> **Exercise data**

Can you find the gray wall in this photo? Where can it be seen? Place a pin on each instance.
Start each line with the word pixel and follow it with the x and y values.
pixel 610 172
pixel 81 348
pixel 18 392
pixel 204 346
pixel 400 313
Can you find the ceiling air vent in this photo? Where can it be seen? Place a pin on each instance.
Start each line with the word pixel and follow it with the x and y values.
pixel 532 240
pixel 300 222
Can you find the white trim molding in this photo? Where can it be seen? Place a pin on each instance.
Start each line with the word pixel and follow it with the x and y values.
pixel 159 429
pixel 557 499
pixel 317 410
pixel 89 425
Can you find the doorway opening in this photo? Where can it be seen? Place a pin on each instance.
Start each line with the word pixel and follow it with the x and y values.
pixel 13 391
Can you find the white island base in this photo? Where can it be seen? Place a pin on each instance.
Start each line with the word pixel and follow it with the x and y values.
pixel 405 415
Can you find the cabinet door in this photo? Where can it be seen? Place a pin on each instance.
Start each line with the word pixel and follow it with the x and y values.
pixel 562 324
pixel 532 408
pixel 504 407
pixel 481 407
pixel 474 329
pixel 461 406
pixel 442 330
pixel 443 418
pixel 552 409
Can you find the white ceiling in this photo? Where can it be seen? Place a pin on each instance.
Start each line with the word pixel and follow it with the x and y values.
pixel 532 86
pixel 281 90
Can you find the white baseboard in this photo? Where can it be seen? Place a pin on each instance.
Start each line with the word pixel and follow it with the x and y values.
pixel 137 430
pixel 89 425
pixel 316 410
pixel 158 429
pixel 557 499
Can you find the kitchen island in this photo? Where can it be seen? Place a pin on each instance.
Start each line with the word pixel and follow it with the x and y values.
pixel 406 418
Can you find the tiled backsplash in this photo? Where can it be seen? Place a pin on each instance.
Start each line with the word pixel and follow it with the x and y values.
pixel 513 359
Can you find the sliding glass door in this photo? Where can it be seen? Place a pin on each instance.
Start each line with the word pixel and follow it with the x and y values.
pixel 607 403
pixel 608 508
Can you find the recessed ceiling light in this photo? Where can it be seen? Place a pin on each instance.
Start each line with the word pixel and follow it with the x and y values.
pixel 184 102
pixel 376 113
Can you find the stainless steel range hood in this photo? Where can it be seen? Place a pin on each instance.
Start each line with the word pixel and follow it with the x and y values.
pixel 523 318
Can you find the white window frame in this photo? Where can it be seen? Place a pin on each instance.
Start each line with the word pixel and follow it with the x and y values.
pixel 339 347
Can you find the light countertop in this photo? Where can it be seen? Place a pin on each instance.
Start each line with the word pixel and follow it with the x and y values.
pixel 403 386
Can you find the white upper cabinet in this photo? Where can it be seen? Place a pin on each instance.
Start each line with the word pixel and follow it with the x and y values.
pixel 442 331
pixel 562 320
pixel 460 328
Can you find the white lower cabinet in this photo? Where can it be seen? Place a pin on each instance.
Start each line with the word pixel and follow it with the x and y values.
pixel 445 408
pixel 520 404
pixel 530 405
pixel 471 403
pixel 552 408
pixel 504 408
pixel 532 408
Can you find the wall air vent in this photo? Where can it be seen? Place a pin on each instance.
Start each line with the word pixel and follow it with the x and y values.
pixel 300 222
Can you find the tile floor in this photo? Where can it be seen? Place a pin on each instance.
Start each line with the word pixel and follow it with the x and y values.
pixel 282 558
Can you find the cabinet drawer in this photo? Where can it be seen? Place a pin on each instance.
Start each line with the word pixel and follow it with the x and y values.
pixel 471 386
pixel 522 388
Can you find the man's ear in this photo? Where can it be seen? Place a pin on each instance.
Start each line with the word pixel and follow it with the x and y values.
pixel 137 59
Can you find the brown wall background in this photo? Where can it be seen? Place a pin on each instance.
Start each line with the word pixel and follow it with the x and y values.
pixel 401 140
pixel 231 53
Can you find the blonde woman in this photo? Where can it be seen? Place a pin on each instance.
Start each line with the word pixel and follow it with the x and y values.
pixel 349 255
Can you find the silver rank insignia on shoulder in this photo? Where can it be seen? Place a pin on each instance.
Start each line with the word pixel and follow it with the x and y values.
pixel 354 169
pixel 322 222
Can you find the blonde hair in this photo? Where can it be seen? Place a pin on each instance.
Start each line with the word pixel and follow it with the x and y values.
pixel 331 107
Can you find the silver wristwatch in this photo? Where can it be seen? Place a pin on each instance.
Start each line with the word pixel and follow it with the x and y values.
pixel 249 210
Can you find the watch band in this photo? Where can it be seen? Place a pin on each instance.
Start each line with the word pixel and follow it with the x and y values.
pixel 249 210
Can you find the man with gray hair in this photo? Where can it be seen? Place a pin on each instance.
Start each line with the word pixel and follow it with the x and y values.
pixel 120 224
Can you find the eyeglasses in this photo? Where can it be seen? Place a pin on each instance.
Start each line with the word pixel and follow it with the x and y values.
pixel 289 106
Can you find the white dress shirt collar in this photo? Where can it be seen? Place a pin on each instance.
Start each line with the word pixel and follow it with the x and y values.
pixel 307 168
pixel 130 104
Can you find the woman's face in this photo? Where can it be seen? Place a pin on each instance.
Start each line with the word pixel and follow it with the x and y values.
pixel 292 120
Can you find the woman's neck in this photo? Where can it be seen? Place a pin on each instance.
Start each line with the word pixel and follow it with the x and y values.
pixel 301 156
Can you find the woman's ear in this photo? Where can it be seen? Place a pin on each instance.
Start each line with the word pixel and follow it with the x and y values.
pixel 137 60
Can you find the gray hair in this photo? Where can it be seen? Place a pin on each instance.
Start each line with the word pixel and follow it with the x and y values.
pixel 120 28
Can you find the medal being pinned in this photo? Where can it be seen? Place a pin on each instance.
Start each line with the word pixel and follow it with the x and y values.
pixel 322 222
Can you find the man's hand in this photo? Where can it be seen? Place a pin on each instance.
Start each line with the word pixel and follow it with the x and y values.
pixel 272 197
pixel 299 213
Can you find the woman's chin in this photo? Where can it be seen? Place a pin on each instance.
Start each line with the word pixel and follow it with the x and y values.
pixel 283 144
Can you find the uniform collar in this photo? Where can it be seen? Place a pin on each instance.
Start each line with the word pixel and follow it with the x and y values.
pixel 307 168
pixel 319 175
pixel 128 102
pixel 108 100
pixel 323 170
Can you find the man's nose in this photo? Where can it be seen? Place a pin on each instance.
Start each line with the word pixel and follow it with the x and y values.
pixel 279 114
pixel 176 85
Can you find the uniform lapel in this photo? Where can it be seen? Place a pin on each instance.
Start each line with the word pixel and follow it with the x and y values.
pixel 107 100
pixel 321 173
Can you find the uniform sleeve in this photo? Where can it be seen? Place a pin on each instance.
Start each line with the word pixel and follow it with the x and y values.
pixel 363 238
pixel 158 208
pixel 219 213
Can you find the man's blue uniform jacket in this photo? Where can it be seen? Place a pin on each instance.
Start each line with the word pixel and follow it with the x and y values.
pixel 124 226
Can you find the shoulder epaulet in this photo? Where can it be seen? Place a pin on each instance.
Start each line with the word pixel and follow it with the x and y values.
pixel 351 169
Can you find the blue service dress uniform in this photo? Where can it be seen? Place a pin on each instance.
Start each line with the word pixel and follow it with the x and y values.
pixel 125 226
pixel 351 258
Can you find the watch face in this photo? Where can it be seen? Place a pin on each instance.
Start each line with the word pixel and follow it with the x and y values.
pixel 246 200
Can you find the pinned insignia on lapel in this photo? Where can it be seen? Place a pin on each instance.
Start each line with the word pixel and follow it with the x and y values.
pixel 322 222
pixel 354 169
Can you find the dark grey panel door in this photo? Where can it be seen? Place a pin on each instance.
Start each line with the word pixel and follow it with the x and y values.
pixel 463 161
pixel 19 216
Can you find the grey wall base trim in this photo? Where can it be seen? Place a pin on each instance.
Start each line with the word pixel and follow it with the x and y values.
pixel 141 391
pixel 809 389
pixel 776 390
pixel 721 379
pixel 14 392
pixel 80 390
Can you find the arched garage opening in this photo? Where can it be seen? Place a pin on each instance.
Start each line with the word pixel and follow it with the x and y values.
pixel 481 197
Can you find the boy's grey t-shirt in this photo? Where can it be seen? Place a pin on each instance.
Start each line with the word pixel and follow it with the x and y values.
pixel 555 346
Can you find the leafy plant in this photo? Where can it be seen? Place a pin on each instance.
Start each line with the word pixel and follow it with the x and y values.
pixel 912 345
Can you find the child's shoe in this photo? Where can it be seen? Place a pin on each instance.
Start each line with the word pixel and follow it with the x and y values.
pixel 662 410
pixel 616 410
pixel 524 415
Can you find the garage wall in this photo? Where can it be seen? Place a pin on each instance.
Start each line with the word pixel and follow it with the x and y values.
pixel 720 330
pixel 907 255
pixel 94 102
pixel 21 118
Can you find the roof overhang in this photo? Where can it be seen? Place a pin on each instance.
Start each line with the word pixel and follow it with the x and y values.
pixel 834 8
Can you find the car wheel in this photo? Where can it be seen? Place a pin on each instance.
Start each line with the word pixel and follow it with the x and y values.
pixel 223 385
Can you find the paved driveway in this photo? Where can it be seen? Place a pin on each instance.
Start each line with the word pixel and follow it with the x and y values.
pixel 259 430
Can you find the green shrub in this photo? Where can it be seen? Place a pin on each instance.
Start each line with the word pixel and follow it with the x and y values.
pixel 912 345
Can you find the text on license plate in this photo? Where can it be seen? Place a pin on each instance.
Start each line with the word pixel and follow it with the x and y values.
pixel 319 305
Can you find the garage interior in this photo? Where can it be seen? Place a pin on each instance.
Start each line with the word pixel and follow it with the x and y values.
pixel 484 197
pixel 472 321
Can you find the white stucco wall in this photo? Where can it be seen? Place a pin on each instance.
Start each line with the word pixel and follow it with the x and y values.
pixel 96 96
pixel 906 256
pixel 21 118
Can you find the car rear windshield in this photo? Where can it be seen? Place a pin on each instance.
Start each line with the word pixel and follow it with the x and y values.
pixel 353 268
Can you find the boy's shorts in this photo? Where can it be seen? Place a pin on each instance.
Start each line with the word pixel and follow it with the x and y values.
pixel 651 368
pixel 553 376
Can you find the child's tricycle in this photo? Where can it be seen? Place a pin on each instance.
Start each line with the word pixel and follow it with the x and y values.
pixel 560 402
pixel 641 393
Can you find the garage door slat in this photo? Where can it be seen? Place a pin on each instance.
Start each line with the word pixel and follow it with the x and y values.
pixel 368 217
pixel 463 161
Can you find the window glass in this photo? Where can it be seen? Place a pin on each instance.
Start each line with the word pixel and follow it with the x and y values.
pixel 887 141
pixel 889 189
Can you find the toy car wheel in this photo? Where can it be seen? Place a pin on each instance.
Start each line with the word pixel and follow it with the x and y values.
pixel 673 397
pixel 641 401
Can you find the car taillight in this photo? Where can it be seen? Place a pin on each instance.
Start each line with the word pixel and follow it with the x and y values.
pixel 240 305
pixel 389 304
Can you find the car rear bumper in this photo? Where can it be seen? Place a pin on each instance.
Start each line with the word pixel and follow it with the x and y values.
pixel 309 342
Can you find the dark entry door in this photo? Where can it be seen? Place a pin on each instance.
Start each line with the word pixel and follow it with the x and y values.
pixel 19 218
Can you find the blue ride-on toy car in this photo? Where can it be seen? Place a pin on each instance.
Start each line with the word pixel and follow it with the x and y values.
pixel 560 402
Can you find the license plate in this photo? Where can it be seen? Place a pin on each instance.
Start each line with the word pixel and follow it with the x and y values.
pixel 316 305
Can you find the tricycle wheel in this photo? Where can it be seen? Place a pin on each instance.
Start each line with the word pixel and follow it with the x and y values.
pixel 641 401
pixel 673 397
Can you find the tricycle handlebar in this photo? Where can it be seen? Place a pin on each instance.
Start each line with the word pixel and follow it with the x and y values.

> **What to do**
Nothing but a number is expected here: the number of lines in the entries that include the word "plate".

> **Answer for this exercise**
2